# Passage
━━━━
United States Court of Appeals,
May 4, 1981.
J. Mack Swigert, Taft, Stettinius & Hollister, Cincinnati, Ohio, Harold F. Craig, Brown, Baker, Schlageter & Craig, Toledo, Ohio, for petitioner.
Elliott Moore, Deputy Associate Gen. Counsel, Bernard Jeweler, N.L.R.B., Washington, D. C., Bernard Levine, Director, Region 8, N.L.R.B., Cleveland, Ohio, for respondent.
Before ENGEL and BOYCE F. MARTIN, Jr., Circuit Judges and MANOS, District Judge.*
This labor dispute is before the court upon cross-petitions for review and enforcement of the order of the National Labor Relations Board1 directing the petitioner Motor Inn of Perrysburg, d/b/a Holiday Inn of Perrysburg, Ohio, (Motor Inn) to bargain collectively with the Hotel and Restaurant Employees and Bartenders Union, Local 868, AFL-CIO, and to refrain from certain practices which the Board found to have been in violation of the National Labor Relations Act, § 8(a)(2), (3) and (5), 29 U.S.C. § 158(a)(2), (3) and (5) (1976).
Although the union had lost in two certification elections held in December, 1974 and September, 1975, the Board ordered the company to recognize and to bargain with the union on the authority of NLRB v. Gissell Packing Co., 395 U.S. 575, 89 S.Ct. 1918, 23 L.Ed.2d 547, reh. denied, 396 U.S. 869, 90 S.Ct. 35, 24 L.Ed.2d 123 (1969). The Board found that the conduct of the company in imposing more onerous working conditions on certain of its employees had amounted to a constructive discharge of those employees because of their union activities or to discourage union support. Therefore, according to the Board, a third certification election could not be fairly conducted and the bargaining order was issued.
While other conduct of the employer also was claimed to be violative of the Act, counsel for the Board and for Motor Inn agreed that the propriety of the bargaining order had to be determined upon whether there was substantial evidence in the record as a whole to support the Board's finding that the employees were constructively discharged by the imposition of the so-called "Captain System" and "Revised Captain System." These systems changed the working conditions and method of compensation of the waiters and waitresses employed in the restaurant by Motor Inn during the time in question.
It should be noted at the outset that petitioner's motion to file the affidavit of Chip C. Dennison is denied. After an examination of the record as a whole, as it stood before the Board, however, the court concludes that substantial evidence does not support the Board's finding that the captain systems were instituted to induce the union adherents to voluntarily terminate their employment, and thus defeat the upcoming campaign to certify the union. In making this conclusion, the court is reminded of the words of Justice Frankfurter in Universal Camera Corp. v. NLRB, 340 U.S. 474, 488, 71 S.Ct. 456, 464, 95 L.Ed. 456 (1951), where he said: "The substantiality of evidence must take into account whatever in the record fairly detracts from its weight." In this respect, there was no collective bargaining agreement in effect at the time, yet the Board in its order sought to impose conditions of employment as if one had been. Although the new systems were perhaps unpopular with at least some employees, they were imposed equally upon all employees, not only those who were in sympathy with the union. This lack of discriminatory treatment of or impact upon union adherents obviously detracted from the evidence which might show Motor Inn's anti-union animus.
━━━━
# Material provided
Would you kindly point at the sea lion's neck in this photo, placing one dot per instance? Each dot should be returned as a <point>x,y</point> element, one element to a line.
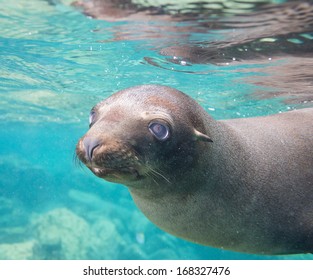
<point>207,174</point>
━━━━
# Your tasks
A. Using the Motor Inn court opinion, answer these:
(i) In which months and years were the two certification elections held?
(ii) Which union did the Board order Motor Inn to bargain with?
(iii) Whose affidavit did the petitioner move to file?
B. Copy everything in the Motor Inn court opinion from "Although the union" down to "order was issued.", with both included.
C. Write the next part of the Motor Inn court opinion, starting after its last sentence.
The data above are separate from the Motor Inn court opinion.

# Task-by-task answers
A.
(i) December 1974 and September 1975
(ii) The Hotel and Restaurant Employees and Bartenders Union, Local 868, AFL-CIO
(iii) Chip C. Dennison

B.
Although the union had lost in two certification elections held in December, 1974 and September, 1975, the Board ordered the company to recognize and to bargain with the union on the authority of NLRB v. Gissell Packing Co., 395 U.S. 575, 89 S.Ct. 1918, 23 L.Ed.2d 547, reh. denied, 396 U.S. 869, 90 S.Ct. 35, 24 L.Ed.2d 123 (1969). The Board found that the conduct of the company in imposing more onerous working conditions on certain of its employees had amounted to a constructive discharge of those employees because of their union activities or to discourage union support. Therefore, according to the Board, a third certification election could not be fairly conducted and the bargaining order was issued.

C.
In addition, the record shows that the Revised Captain System continued in operation until at least early 1977, when the hearing before the Administrative Law Judge was held. If the purpose of the system was to constructively discharge employees who were sympathetic to the union, as the Administrative Law Judge and the Board found, there would be no reason for continuing the system beyond April 1, 1976, when those employees terminated their employment. To the contrary, the record contains sufficient evidence of Motor Inn's economic motivation for implementation of the captain systems to convince the court that Motor Inn's claim in this regard was not merely pretextual. Exhibit 49 shows that the system was profitable. While the total number of dinners served during 1976 declined from prior years, the price of the average check increased, due in large part to the increase in sales of desserts and appetizers. This evidence shows that the captain systems had the intended effect: to increase the sale of food. For these reasons, enforcement of the Board's orders in respect to implementation and retention of the captain systems is denied. Also, enforcement of the Board's order requiring Motor to offer reemployment to the employees it found to have been constructively discharged is denied.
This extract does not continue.